作業内容 -> 提示文で塗料を構成するとされる成分を、それぞれの重量%の範囲と合わせてすべて挙げよ。

提示文 ->
◆ ◆ ◆ ◆ ◆

説明

非水和石こうの組成物と方法

装飾壁を仕上げる方法は、石膏、セメントまたはその組合せから成っている建築パネルの下地を準備するステップを含み、前記下地に塗装された表面を有す。前記塗料は5〜20重量%のラテックスエマルジョン結合材、40〜80重量%の硫酸カルシウム半水化物、0.05〜2重量%の硬化遅延剤と20〜60重量%の水から成っている。

【発明の詳細な説明】
【技術分野】
【0001】
本発明は硫酸カルシウム半水化物を含む、たとえば塗装建築パネルのような、品目に係り、より詳細には、塗装に用いられる石こう様の材料及び塗装時に石こうの感触を持ちながら水和していない品目に関する。
【背景技術】
【0002】
二水石こう(ジプサム)は建築産業において多くの用途に広く用いられている共通の材料である。この材料の実用性は、少なくともその一部は、妥当な費用と実質上いかなる形にも成形可能であることである。硫酸カルシウム半水化物もまたスタッコ(化粧しっくい)あるいは焼石こうとして知られておりペースト或いはスラリーにするため水と混合される。そのスラリーは何らかの知られている方法、例えば、これに限られてはいないが、型に入れたり、スプレーしたり、表面に注いだり、或いはこてを用いて塗ることにより成形される。硫酸カルシウム半水化物は水と反応し、水和作用により硬化硫酸カルシウム二水化物(ジプサム)結晶の組合せ配列を形成する。多少の収縮はしばしば起きるが、石こうは大体において硬化反応が完了する前に形成された形状を保持する。
【0003】
内装壁は一般的にシートロック(商標登録)商標のジプサムパネルのような二水石こうで作られる。パネルを使うことにより広い面積の壁が迅速に覆われるが、パネル間の継ぎ目は塗装や別の装飾的仕上げによってモノリス(一枚岩)な表面に仕上げられなければならない。

◆ ◆ ◆ ◆ ◆

提供データ ->
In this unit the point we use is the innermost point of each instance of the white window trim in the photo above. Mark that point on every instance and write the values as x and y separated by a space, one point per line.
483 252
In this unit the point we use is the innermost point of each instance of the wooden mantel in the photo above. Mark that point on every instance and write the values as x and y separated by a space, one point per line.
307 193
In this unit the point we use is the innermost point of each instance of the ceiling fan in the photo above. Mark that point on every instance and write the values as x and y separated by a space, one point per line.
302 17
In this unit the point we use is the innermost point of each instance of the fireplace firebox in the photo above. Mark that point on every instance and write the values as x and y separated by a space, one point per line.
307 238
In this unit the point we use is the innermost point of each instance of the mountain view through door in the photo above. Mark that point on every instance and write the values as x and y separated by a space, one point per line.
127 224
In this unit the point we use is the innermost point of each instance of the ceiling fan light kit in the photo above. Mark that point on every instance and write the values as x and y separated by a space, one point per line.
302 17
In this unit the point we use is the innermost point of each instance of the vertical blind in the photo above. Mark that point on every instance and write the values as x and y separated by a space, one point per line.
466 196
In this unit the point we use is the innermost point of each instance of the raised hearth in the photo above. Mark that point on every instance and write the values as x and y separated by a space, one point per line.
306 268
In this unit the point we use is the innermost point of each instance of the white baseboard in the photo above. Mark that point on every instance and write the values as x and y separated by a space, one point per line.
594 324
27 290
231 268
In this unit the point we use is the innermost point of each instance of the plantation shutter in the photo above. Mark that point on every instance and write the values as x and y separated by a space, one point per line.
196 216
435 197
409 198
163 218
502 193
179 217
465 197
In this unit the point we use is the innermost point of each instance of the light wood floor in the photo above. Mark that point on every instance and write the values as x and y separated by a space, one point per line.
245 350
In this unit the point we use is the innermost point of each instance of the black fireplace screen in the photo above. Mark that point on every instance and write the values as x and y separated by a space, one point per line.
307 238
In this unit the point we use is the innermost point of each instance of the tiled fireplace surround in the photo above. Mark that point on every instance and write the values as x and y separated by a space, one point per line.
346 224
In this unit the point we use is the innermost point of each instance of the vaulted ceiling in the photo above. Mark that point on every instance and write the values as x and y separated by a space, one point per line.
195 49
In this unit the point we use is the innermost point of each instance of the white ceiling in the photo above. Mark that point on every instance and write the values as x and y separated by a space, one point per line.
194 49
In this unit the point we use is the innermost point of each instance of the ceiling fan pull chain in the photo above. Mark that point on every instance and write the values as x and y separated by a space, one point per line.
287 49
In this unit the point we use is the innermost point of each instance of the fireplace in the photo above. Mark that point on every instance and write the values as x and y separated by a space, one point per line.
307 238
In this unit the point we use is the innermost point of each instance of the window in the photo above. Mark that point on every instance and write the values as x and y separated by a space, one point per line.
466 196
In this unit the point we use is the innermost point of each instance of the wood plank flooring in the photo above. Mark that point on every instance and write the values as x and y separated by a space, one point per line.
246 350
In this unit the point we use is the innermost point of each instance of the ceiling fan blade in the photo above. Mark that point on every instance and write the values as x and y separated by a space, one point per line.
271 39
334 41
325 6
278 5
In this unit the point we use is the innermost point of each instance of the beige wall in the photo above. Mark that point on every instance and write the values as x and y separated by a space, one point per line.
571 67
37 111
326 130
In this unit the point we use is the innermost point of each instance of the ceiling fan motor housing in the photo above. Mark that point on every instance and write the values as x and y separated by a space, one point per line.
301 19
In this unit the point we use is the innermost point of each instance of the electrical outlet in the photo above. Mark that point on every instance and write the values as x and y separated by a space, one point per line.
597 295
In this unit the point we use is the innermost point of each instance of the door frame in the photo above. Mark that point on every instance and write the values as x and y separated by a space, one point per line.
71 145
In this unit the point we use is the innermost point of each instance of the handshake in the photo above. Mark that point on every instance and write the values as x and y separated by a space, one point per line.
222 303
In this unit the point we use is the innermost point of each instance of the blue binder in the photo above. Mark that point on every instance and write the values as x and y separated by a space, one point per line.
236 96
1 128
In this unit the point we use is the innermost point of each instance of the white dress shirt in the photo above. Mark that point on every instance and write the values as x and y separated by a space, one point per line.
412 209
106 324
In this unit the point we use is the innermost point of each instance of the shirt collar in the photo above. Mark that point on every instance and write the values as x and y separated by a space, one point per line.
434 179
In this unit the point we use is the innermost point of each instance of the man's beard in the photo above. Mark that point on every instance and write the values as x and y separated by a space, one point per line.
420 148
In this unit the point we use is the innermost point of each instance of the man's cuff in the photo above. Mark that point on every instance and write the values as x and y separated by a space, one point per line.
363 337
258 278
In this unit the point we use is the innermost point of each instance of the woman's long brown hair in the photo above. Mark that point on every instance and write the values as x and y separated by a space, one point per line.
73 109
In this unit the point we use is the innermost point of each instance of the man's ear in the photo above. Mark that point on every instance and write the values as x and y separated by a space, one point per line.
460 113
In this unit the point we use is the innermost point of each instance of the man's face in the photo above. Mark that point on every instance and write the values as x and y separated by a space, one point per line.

◆ ◆ ◆ ◆ ◆

解答 ->
- ラテックスエマルジョン結合材:5〜20重量%
- 硫酸カルシウム半水化物:40〜80重量%
- 硬化遅延剤:0.05〜2重量%
- 水:20〜60重量%